▶ [Problems to solve]
(1) In the passage on Reformed and Lutheran theology, rewrite more briefly the paragraph that begins "This root idea which served as the key," keeping its main points.
(2) According to the passage on Reformed and Lutheran theology, what became the shibboleth of the German Reformation?
(3) Proceed with the passage on Reformed and Lutheran theology, picking up after its final sentence.

This root idea which served as the key to unlock the rich treasuries of the Scriptures was the preeminence of God’s glory in the consideration of all that has been created. All other explanations of the difference between the Lutheran and the Reformed traditions in the end again come down to
this, that the former begins with man and the latter with God. God does not exist because of man, but man because of God. This is what is written at the entrance of the temple of Reformed theology."

and

"Let us now further consider how the requirement of God’s honor is reckoned with in this doctrine of the covenant of redemption. After the fall man will never again be able to work in a manner pleasing to God except a completed work of God be performed on his behalf. Earning eternal life has forever been taken out of his hands. Everything that subjectively happens within him can only be a principle and phenomenon of eternal life itself and in no way a prerequisite for eternal life. The obtaining of eternal life thus comes to lie in God, as a work that is His alone, in which His glory shines and of which nothing, without detracting from that glory, can be attributed to the creature. On this point the entire Reformation, both Lutheran and Calvinist, took exception to Rome, which
failed to appreciate this fundamental truth. Yet the reasons which had driven both sides to this protest were different. With Luther it was the thirst for peace and stability for a restless conscience which could find no tranquility in Rome’s salvation by works. As long as the sinner himself has to do something for his acquittal, his work remains unstable. Thus the sola fide became the shibboleth
of the German Reformation, justification, its principle doctrine. One will agree that, despite all the purity with which this doctrine develops and in which, in developed form, it is given anew to the church, the highest point is still not reached, namely, that point from which the Scripture itself views the matter when, in the words of Paul, it sees the heart of Abraham’s faith in his “giving God the glory” (Rom. 4:20). Even in its doctrine of justification Lutheranism did not catch hold of this idea in its fullness. Not a purely theological, but a partly anthropological motif ran through it. It was different with the Reformed. They, too, felt the same necessity to leave the waves of Rome’s salvation by works and once again stand on solid ground. But beside and behind this necessity there lay a deeper longing: a thirst for the glory of God that did not primarily meditate on its own peace. When the Reformed takes the obtaining of salvation completely out of man’s hands, he does this so that the glory which God gets from it might be uncurtailed. What is important for him is the realization that God glorifies Himself in the salvation of sinners, whereas the Lutheran is satisfied when it merely becomes evident that man brings nothing of his own instability into the picture. For the Reformed the center of gravity does not lie in justification as such, but in the principle by which the latter is to be judged and which the Scripture everywhere applies when it teaches us to regard the
work of salvation in its totality as being exclusively a work of God. "

▶ [Listing]
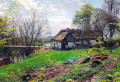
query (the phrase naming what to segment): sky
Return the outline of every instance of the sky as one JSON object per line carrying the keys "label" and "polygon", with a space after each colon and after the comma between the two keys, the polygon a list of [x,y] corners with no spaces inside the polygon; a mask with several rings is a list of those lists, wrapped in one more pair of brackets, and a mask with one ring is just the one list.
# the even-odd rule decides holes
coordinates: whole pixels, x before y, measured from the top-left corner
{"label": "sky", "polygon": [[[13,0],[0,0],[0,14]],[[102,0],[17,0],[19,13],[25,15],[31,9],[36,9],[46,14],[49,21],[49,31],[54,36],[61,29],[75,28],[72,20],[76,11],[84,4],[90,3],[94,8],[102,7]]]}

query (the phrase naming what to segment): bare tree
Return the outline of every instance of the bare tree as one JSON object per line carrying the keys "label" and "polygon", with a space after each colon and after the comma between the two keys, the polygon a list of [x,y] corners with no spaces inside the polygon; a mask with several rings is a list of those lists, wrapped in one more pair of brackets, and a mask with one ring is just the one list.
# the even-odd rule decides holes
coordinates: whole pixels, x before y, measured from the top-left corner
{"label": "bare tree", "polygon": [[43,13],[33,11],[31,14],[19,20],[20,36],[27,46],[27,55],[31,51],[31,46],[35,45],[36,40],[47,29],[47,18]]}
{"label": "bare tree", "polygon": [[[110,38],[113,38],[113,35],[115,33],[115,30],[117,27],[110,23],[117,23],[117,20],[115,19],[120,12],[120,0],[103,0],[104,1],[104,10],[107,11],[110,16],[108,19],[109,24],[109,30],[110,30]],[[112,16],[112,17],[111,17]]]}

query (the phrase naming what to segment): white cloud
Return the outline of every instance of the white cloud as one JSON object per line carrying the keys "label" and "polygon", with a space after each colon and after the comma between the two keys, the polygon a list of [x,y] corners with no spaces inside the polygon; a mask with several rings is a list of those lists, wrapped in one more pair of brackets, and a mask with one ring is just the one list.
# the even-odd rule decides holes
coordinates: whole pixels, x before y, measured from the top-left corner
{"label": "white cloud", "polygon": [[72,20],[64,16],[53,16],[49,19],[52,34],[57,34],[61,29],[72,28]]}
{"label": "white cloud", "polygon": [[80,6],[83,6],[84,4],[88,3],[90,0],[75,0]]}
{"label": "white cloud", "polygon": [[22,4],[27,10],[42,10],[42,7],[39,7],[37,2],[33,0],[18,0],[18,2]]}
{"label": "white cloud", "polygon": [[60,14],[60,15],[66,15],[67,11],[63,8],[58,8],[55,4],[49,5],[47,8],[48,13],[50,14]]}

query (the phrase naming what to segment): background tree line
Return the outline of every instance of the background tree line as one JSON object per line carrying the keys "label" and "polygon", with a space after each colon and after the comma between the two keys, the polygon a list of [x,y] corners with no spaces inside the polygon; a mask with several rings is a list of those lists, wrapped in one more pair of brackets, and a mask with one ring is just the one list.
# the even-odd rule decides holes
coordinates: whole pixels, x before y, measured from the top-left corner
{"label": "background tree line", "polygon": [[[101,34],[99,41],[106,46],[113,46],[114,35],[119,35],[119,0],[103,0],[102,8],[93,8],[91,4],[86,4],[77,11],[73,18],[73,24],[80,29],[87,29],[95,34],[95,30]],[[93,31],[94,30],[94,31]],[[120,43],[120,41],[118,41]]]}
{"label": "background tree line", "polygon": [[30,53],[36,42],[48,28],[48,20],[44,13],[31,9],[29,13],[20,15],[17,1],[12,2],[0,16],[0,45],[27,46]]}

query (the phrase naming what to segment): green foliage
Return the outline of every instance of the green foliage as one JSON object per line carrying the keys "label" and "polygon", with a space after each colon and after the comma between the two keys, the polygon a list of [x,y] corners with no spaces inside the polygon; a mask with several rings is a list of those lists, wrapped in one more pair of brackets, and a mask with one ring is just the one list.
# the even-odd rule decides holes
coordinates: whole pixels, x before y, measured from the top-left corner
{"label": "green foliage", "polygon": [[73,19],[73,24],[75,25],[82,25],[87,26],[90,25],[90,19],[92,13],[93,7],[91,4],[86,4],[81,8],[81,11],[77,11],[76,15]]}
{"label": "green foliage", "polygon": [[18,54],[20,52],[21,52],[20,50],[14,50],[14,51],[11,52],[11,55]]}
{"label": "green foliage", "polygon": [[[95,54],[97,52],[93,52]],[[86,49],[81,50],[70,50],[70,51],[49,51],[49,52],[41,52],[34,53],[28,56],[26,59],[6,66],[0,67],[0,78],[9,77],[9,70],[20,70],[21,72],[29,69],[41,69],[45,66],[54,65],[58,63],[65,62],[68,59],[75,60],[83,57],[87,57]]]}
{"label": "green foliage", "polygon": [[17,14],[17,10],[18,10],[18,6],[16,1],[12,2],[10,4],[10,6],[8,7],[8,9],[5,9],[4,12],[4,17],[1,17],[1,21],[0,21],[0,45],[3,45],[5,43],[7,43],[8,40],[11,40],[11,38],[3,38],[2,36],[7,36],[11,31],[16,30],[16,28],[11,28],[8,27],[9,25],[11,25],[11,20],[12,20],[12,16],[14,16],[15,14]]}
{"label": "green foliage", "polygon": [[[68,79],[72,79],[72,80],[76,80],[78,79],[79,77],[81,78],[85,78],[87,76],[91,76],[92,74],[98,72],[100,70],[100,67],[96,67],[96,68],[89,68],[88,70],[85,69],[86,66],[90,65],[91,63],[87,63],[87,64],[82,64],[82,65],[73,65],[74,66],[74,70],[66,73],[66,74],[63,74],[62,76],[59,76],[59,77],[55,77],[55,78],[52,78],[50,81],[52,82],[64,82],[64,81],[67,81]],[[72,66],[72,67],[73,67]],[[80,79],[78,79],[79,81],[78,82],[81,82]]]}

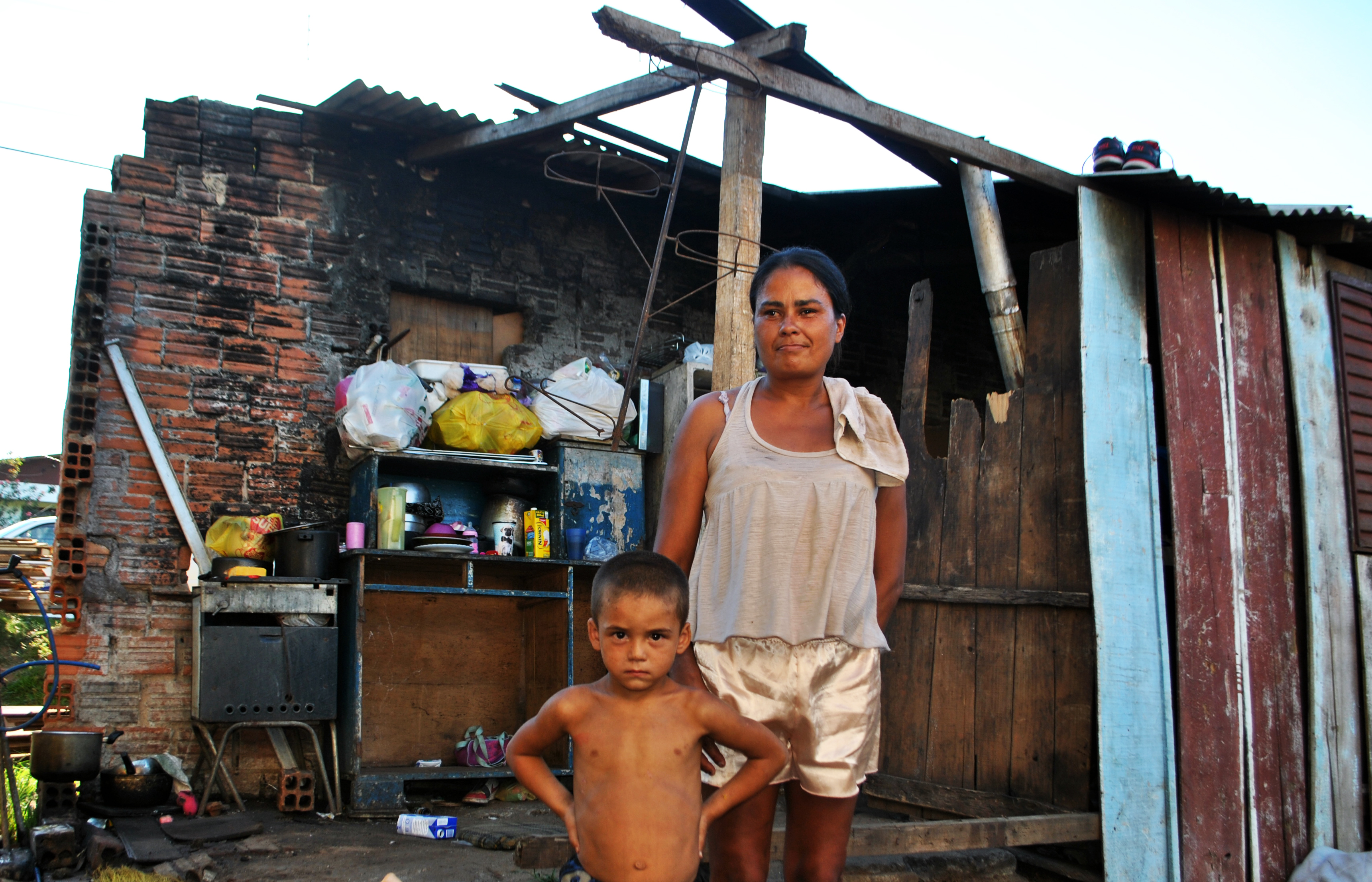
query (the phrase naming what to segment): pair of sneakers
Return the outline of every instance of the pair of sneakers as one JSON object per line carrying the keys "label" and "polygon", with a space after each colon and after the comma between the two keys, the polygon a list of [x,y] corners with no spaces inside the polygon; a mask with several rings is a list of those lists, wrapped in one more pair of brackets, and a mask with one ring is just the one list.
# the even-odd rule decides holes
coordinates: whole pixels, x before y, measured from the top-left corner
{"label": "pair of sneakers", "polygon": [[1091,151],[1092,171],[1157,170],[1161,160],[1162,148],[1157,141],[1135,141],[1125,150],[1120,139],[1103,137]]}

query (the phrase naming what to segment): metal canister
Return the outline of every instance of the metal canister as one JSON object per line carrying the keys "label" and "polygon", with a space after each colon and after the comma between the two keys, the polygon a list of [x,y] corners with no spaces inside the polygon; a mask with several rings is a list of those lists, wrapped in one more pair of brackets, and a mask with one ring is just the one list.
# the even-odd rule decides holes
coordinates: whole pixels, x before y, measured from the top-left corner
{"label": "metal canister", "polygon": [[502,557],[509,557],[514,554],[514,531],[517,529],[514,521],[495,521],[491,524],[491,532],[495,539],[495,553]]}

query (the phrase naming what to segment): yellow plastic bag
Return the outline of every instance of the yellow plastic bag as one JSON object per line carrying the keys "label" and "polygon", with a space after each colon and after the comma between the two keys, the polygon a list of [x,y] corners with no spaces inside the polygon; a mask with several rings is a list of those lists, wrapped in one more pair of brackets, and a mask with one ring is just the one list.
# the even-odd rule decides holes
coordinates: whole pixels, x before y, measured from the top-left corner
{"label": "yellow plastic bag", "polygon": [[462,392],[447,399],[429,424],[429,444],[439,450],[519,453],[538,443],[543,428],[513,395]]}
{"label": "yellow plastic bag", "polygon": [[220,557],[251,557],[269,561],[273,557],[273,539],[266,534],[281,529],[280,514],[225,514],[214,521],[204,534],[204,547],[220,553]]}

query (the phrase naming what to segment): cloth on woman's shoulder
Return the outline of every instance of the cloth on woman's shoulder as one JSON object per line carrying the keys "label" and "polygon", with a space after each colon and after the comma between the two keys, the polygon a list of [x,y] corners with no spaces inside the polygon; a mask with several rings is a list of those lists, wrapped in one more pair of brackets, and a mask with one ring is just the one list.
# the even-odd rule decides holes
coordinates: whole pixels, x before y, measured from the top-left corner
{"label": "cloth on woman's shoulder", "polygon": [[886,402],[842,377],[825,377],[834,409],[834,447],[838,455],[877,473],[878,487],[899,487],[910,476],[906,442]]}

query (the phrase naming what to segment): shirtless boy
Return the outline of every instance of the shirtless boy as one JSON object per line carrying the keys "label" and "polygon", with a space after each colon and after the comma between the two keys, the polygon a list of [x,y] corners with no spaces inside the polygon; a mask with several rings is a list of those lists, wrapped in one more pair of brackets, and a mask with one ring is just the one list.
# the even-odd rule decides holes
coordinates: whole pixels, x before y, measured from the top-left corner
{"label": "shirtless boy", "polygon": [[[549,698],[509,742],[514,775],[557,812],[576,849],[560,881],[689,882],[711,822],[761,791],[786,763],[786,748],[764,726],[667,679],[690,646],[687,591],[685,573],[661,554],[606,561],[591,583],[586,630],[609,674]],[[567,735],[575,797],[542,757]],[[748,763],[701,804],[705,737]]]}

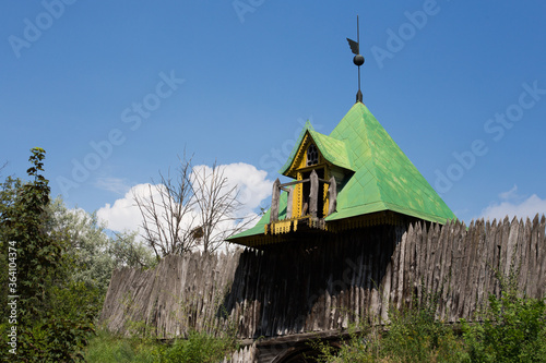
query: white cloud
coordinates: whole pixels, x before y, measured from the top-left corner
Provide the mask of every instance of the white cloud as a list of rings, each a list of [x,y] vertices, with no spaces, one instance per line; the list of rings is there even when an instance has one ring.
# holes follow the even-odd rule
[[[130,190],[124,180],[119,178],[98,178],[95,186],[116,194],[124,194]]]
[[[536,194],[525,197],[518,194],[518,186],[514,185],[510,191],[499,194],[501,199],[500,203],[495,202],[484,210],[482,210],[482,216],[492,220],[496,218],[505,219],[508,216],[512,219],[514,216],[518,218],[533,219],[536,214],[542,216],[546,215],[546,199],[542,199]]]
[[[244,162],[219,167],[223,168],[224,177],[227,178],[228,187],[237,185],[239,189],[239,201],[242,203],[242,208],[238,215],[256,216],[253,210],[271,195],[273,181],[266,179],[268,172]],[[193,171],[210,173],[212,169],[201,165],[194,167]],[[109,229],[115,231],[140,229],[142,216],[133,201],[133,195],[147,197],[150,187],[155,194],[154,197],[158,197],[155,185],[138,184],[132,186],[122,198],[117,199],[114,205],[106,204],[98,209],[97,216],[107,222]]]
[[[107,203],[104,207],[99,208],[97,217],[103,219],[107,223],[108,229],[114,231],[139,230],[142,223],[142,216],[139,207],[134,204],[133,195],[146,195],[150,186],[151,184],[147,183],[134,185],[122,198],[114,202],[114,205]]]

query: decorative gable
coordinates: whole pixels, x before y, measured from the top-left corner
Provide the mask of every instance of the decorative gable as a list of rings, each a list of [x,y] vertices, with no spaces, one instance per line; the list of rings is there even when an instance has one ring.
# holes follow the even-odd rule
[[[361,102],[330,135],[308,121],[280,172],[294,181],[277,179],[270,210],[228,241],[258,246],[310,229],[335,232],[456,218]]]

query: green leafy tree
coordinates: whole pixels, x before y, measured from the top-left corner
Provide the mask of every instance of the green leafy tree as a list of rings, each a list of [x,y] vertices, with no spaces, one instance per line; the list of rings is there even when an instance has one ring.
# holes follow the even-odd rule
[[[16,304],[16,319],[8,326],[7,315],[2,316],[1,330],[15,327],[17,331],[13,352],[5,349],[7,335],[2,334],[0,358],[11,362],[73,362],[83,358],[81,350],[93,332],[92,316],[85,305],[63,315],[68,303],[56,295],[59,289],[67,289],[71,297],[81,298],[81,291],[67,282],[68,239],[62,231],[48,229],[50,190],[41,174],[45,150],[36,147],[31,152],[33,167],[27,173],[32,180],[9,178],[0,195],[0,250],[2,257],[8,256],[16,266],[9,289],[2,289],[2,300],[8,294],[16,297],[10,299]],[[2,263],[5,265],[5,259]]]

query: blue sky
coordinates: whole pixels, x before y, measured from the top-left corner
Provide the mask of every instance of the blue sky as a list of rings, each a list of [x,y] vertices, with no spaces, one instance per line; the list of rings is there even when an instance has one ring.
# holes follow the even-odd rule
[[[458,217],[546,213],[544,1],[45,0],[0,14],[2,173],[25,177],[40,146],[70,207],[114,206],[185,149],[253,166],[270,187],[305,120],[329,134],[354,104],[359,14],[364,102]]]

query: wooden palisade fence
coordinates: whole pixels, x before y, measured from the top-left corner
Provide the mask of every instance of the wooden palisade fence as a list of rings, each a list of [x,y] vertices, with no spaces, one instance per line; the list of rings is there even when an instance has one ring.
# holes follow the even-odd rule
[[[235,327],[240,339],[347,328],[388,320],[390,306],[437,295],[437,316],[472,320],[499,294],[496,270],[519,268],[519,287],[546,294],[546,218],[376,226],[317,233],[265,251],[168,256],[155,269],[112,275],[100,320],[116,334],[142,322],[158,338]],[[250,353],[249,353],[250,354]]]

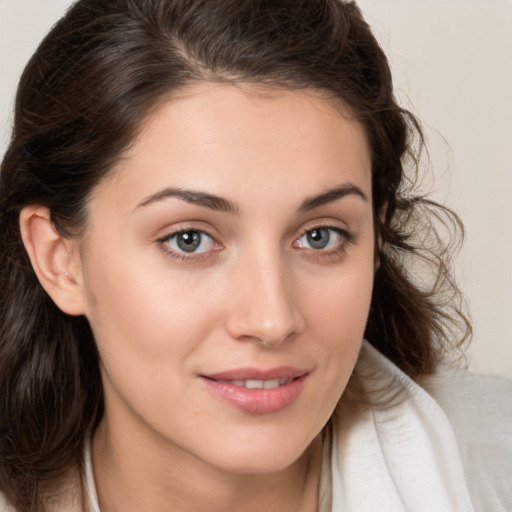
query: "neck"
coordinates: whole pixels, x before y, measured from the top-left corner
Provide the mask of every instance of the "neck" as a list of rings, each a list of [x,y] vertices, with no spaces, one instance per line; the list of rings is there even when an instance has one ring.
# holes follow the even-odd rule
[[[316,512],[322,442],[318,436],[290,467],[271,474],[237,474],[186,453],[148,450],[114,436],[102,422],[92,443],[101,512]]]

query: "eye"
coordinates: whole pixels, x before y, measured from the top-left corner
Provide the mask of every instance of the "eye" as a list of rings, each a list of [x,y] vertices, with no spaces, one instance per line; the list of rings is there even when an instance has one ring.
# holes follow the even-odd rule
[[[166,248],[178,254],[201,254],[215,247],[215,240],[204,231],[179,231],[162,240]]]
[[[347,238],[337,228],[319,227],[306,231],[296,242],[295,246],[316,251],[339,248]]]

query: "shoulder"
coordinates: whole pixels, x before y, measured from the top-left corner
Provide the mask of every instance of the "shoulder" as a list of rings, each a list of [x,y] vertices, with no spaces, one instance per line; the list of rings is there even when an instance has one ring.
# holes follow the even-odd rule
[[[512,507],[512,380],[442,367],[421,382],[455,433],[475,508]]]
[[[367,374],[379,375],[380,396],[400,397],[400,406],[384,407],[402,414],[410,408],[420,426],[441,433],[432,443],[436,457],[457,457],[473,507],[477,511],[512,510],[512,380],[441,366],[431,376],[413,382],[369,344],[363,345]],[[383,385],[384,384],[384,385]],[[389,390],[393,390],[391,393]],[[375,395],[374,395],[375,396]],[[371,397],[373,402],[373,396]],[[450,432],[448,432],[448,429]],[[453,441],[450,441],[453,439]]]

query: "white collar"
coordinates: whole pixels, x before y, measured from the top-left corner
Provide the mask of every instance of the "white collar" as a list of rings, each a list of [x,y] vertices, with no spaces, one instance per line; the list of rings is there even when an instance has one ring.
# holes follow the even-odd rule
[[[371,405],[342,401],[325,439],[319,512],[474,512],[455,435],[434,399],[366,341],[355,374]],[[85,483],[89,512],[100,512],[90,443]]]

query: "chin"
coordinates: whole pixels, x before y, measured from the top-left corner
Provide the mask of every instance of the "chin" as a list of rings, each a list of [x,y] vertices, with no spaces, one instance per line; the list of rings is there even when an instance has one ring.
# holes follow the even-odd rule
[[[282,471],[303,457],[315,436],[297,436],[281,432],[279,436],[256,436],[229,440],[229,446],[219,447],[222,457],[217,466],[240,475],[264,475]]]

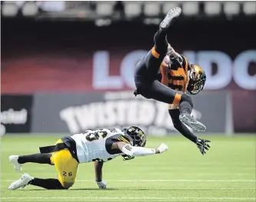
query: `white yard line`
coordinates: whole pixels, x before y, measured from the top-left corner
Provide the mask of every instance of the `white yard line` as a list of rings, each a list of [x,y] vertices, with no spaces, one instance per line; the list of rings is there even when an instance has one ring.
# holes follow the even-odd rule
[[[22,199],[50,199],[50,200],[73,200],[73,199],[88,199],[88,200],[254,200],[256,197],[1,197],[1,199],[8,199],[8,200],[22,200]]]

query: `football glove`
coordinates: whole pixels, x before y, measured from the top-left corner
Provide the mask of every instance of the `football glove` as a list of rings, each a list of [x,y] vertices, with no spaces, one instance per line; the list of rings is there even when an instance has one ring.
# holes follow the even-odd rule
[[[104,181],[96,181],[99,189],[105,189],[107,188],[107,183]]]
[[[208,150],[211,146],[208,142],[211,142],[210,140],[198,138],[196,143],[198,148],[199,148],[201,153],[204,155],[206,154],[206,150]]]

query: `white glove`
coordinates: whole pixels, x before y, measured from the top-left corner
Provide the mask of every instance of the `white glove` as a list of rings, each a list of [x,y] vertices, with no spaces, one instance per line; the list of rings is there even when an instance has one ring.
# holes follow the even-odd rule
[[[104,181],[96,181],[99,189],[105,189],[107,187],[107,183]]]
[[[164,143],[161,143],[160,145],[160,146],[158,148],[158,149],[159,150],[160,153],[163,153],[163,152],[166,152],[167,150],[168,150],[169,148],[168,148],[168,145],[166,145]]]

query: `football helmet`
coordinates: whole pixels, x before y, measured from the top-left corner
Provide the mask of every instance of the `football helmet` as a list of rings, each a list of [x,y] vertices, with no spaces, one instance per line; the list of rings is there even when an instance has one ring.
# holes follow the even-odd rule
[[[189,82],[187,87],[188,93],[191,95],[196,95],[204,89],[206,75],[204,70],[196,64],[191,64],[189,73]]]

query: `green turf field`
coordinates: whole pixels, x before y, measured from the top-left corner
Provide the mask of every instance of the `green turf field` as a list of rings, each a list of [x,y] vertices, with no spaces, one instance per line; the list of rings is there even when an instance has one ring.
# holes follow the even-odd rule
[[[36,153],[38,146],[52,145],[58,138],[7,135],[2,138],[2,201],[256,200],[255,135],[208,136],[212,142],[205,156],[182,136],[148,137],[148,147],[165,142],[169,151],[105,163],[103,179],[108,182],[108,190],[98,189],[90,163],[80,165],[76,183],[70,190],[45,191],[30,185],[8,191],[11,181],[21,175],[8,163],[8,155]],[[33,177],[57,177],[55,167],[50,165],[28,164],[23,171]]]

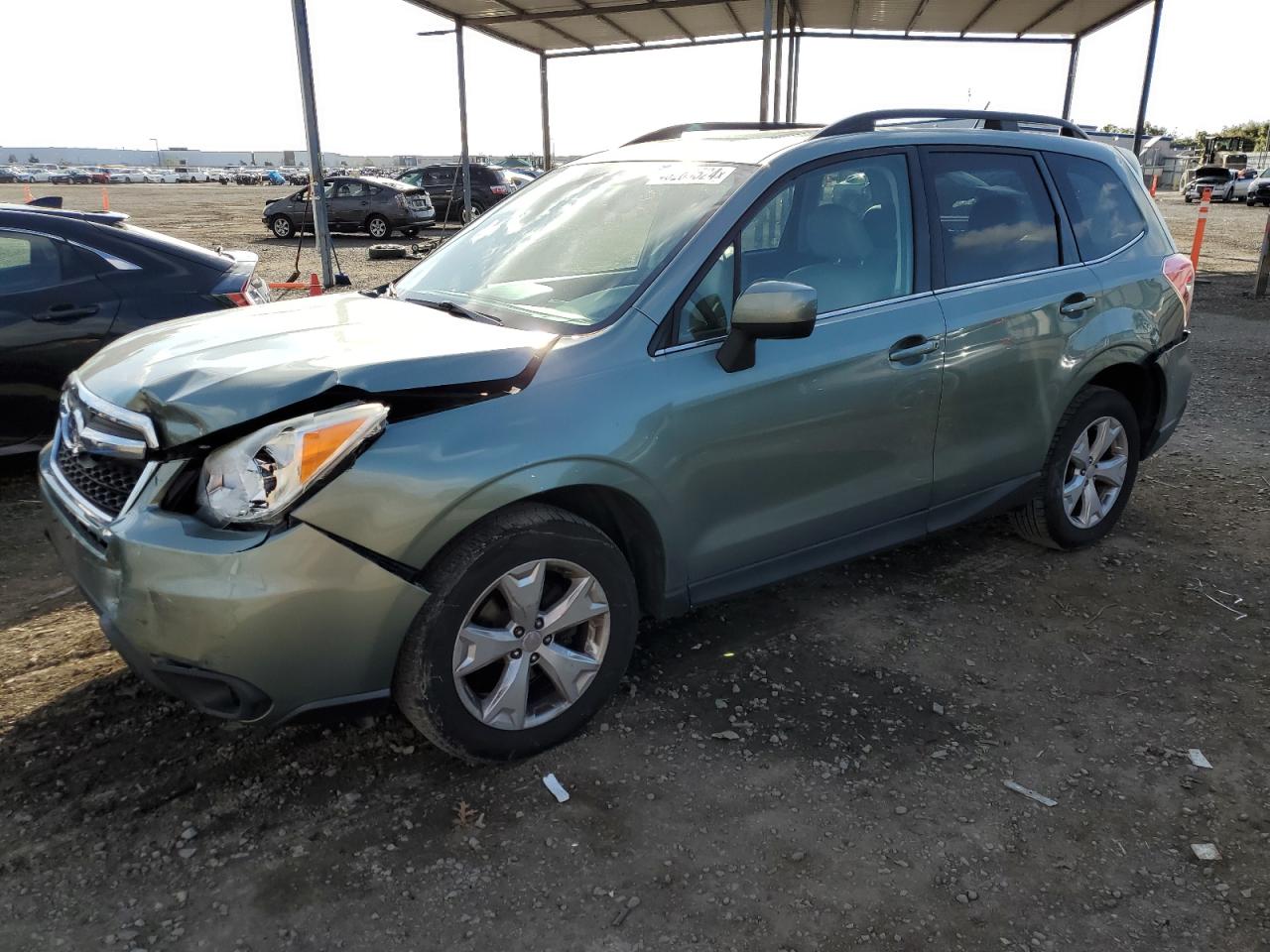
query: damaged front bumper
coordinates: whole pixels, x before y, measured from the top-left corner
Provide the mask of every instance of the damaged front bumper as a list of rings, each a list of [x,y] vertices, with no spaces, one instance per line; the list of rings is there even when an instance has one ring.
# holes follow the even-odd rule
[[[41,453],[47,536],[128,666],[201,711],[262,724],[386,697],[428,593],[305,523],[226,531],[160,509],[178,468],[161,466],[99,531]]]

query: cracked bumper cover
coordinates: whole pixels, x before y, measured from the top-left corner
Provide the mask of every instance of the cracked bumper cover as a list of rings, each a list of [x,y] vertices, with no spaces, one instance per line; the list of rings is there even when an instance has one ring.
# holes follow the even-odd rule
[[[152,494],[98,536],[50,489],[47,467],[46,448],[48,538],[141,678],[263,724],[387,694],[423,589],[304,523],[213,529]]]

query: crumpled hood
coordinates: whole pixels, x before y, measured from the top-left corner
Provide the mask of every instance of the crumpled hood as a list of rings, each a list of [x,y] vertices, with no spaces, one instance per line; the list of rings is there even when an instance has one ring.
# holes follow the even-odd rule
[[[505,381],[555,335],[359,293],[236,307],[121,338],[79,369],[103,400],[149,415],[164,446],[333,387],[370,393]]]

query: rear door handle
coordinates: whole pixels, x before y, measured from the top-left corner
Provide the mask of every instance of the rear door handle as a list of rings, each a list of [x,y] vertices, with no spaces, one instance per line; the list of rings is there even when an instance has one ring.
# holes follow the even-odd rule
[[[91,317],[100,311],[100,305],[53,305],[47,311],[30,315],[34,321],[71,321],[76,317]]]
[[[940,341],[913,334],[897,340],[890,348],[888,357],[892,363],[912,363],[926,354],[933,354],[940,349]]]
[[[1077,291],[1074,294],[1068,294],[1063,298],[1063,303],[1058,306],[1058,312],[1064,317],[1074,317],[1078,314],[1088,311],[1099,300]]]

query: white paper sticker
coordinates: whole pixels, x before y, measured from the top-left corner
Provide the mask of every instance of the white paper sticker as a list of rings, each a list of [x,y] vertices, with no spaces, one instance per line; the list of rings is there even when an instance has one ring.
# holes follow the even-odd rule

▶ [Exercise answers]
(1) The key that unlocked the Scriptures was the preeminence of God's glory over all that has been created. Every other account of the difference between the Lutheran and Reformed traditions finally reduces to this: the Lutheran begins with man, and the Reformed begins with God. Man exists because of God, not God because of man, and this stands written at the entrance of the temple of Reformed theology.

(2) The sola fide became the shibboleth of the German Reformation.

(3)
----------



## Peter (Oct 6, 2006)

I thought the only difference between Lutherans and Reformed on the Law is their denial or weakening of the 3rd use. These days I think you see more "Reformed" folks trying to draw closer to a Lutheran view of physical or semi-opere ex operato efficacy of the sacraments and ceremonialism and ritualism.


----------



## py3ak (Oct 6, 2006)

Those were soom good quotes by Vos.


----------



## AdamM (Oct 7, 2006)

For what it's worth, at 2.5mm members the LCMS (8x the size of the PCA) has a lot of different factions within the denomination, so its hard to pin down a real position on these sorts of questions. You've got everything from mega seeker church types, to genuine liberals, to folks a whisker away from being home in Rome and everything in between. Funny, but whenever I am tempted to get worried about all the issues the PCA has to face, I listen to my LCMS friends and hear about the stuff they have on their plate right now and I realize we have it pretty good on our side of the fence.



[Edited on 10-7-2006 by AdamM]


----------



## WrittenFromUtopia (Oct 7, 2006)

The modern Lutheran Church is another issue, but I believe were it not for the pickiness over how one views the presence of Christ in the elements of the Lord's Supper, Lutherans and the Reformed would be one Church.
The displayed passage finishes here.